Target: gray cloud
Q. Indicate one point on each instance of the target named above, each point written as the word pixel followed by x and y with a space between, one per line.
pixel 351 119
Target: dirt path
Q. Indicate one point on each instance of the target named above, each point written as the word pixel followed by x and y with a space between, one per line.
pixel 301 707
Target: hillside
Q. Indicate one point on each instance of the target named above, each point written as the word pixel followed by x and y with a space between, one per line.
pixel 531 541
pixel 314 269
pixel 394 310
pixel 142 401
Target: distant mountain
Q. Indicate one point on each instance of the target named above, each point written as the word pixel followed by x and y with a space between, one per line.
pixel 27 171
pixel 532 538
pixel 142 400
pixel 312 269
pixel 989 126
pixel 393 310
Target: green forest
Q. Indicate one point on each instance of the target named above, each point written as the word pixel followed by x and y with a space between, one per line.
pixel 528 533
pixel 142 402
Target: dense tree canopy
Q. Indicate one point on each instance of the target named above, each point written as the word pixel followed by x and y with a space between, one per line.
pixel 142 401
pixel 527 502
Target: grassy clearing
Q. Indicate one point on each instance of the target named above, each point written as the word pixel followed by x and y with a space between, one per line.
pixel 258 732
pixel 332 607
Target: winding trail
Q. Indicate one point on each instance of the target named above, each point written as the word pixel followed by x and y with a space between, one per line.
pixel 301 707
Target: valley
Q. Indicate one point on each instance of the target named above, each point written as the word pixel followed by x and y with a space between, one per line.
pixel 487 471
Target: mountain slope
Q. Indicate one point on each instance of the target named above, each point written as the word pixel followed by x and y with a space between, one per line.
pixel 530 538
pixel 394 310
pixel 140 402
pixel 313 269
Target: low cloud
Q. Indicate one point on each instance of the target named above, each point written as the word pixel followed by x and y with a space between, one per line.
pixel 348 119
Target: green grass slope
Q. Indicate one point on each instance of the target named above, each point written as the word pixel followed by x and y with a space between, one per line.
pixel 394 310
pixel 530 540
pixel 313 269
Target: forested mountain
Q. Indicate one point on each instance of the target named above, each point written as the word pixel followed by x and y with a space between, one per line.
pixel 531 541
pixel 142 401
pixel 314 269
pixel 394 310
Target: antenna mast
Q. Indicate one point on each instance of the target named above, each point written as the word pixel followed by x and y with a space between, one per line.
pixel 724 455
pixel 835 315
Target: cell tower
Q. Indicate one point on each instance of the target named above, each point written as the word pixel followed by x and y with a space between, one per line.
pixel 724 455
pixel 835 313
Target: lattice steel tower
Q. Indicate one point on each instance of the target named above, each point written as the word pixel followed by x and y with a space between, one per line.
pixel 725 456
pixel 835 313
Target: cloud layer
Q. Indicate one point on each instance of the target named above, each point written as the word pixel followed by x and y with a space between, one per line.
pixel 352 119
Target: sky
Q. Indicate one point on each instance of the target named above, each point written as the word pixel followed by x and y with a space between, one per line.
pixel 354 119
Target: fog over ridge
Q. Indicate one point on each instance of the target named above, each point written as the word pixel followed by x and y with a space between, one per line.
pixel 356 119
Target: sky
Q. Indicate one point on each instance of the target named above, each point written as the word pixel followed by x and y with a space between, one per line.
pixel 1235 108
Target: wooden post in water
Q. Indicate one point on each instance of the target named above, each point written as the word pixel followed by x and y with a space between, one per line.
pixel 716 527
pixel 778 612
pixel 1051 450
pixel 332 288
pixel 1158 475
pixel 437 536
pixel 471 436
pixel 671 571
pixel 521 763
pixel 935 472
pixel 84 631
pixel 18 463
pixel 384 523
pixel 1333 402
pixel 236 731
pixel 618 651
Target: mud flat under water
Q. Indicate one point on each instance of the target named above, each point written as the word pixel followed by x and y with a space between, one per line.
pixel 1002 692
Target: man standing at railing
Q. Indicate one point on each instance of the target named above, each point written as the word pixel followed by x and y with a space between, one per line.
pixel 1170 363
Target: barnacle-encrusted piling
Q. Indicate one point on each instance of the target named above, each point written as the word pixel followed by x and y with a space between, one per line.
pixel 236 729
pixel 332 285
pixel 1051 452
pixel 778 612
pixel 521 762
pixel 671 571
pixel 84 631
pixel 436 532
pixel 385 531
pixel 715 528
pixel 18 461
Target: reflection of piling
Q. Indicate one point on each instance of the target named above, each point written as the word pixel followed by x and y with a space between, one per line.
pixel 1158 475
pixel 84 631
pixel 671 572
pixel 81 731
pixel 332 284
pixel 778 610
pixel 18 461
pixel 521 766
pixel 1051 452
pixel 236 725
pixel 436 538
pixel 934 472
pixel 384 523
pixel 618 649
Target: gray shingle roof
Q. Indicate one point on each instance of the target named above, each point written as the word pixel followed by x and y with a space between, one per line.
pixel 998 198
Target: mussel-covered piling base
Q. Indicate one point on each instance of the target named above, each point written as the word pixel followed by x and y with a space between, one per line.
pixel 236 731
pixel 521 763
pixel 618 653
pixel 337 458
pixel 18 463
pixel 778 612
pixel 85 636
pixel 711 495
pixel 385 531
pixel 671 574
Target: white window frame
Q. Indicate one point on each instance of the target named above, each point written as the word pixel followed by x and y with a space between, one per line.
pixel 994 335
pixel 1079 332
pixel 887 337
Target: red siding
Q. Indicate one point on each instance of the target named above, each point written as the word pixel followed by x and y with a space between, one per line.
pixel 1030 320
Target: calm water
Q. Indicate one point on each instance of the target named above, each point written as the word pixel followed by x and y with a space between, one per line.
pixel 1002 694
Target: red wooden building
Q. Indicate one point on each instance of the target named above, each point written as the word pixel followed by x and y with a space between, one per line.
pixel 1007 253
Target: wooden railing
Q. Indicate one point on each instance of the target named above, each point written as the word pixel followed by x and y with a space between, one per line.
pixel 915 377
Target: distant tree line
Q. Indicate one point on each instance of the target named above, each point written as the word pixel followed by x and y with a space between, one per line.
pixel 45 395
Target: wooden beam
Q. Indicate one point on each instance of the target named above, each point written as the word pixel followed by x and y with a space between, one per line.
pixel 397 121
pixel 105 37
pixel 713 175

##########

(Task directions):
Search the data for the word "tree" and copy each line where it appears.

(Result):
Target: dense tree canopy
Target: distant tree line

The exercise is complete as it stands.